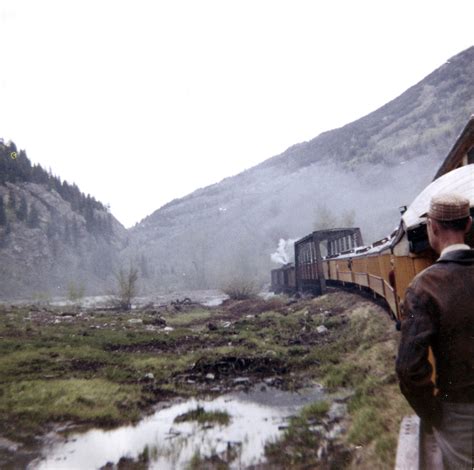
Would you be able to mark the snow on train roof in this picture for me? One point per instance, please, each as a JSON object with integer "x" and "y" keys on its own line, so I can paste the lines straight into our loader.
{"x": 376, "y": 247}
{"x": 460, "y": 181}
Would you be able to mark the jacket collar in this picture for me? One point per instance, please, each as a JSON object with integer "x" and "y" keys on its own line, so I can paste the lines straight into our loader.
{"x": 457, "y": 256}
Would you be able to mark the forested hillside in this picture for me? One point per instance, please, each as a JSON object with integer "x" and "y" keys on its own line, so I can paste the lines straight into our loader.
{"x": 359, "y": 174}
{"x": 53, "y": 238}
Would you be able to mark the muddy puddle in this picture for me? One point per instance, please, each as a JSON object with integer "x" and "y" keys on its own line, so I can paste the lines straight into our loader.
{"x": 256, "y": 417}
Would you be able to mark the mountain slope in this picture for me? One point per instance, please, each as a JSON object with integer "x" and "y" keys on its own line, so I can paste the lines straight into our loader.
{"x": 53, "y": 238}
{"x": 360, "y": 173}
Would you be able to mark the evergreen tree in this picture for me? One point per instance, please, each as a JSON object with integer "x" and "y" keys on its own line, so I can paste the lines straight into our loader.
{"x": 3, "y": 214}
{"x": 12, "y": 200}
{"x": 22, "y": 212}
{"x": 33, "y": 217}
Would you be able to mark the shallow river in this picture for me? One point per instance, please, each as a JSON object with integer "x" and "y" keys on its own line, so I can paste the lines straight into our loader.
{"x": 256, "y": 417}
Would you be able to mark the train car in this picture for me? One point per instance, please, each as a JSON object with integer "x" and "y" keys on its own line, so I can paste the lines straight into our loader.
{"x": 311, "y": 274}
{"x": 386, "y": 268}
{"x": 283, "y": 280}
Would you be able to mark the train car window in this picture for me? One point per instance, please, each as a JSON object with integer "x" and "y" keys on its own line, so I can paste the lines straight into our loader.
{"x": 418, "y": 239}
{"x": 470, "y": 156}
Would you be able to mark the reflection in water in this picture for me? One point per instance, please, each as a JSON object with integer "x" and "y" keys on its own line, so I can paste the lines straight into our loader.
{"x": 255, "y": 418}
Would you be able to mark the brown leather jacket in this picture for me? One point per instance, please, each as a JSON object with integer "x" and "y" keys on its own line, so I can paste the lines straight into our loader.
{"x": 439, "y": 310}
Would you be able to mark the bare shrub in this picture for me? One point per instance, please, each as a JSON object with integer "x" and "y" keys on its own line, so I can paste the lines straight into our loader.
{"x": 126, "y": 288}
{"x": 240, "y": 289}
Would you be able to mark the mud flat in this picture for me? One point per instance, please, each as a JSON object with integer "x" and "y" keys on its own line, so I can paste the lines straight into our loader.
{"x": 63, "y": 367}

Your objective: Could you give the lines of all the records again with "in this picture" changed to "in this photo" and everything else unchanged? Leave out the pictures.

Result of this task:
Would you be able to mark the snow on train roof in this photo for me? One point per instance, please, each as a JSON object with integer "x" and "y" keys on its own line, so I can paste the lines straight into our loader.
{"x": 376, "y": 247}
{"x": 460, "y": 181}
Would you be able to mark the jacket collar in this photo for me? One point per instance, please, each as a JSON object with integer "x" and "y" keys on its own line, so I can paste the lines straight into our loader.
{"x": 457, "y": 256}
Would you be able to mark the forested hillside in this photo for me? One point per instance, please, each as a JSON object with integer "x" and "y" keys on its own line, so I can paste the lines straight into our loader.
{"x": 359, "y": 174}
{"x": 53, "y": 238}
Would you be able to mark the muddy puddle in this photo for me? One point per instance, please, each as a JSON object with integer "x" and "y" keys on its own line, so I can paste the lines straight into our loader.
{"x": 256, "y": 417}
Would you be able to mark the mountain slope in this photo for me? One point per instance, please, each as a JSON object with integer "x" and "y" keys on its own line, so I can paste the lines straight into our loader.
{"x": 53, "y": 238}
{"x": 360, "y": 173}
Would you be able to mark the evergreen tree in this photo for me? One point per instance, please, each as a JSON object with integer "x" and "y" keys on its own line, so I can paste the lines straight into our loader.
{"x": 3, "y": 214}
{"x": 12, "y": 200}
{"x": 22, "y": 212}
{"x": 33, "y": 217}
Would you be able to mark the shallow river in this photo for me? One point per instance, please, each as a JSON object with integer "x" and "y" keys on its own line, so I can paste the lines straight into our loader.
{"x": 256, "y": 417}
Would you be able to mark the train car in this photo for me? One point per instance, please, each as a JSON object with integer "x" and "y" keys on its own line, so I can paste the lines straight into our loader.
{"x": 311, "y": 274}
{"x": 386, "y": 268}
{"x": 283, "y": 280}
Would you be able to mark the train car window in this photo for me? One point per instance, please, each as a JSON object with integer "x" and "y" keys on its own line, so I can paste the lines straight into our loader.
{"x": 418, "y": 239}
{"x": 470, "y": 156}
Would you be able to mark the reflection in water in this photo for me? One point per instance, please, each as a JSON object with integer "x" and "y" keys on its own line, so I can paste the lines straight into our loader.
{"x": 255, "y": 418}
Would you be able to mark the brown leather jacket in this photo for me? One point per instance, please, each as a JSON object with integer "x" and "y" keys on its own line, so I can paste the lines straight into our loader.
{"x": 439, "y": 310}
Would you be able to mark the bare shrub in this photo for me? One point per instance, please, each as a JSON object with integer "x" and "y" keys on its own line, so I can paste the lines straight into our loader.
{"x": 126, "y": 288}
{"x": 240, "y": 289}
Would you be able to mark the mud flat in this photo for me? One point per instance, please, each as a JSON object with integer "x" and "y" keys on its own line, so I can paste the lines straight into our loader.
{"x": 63, "y": 367}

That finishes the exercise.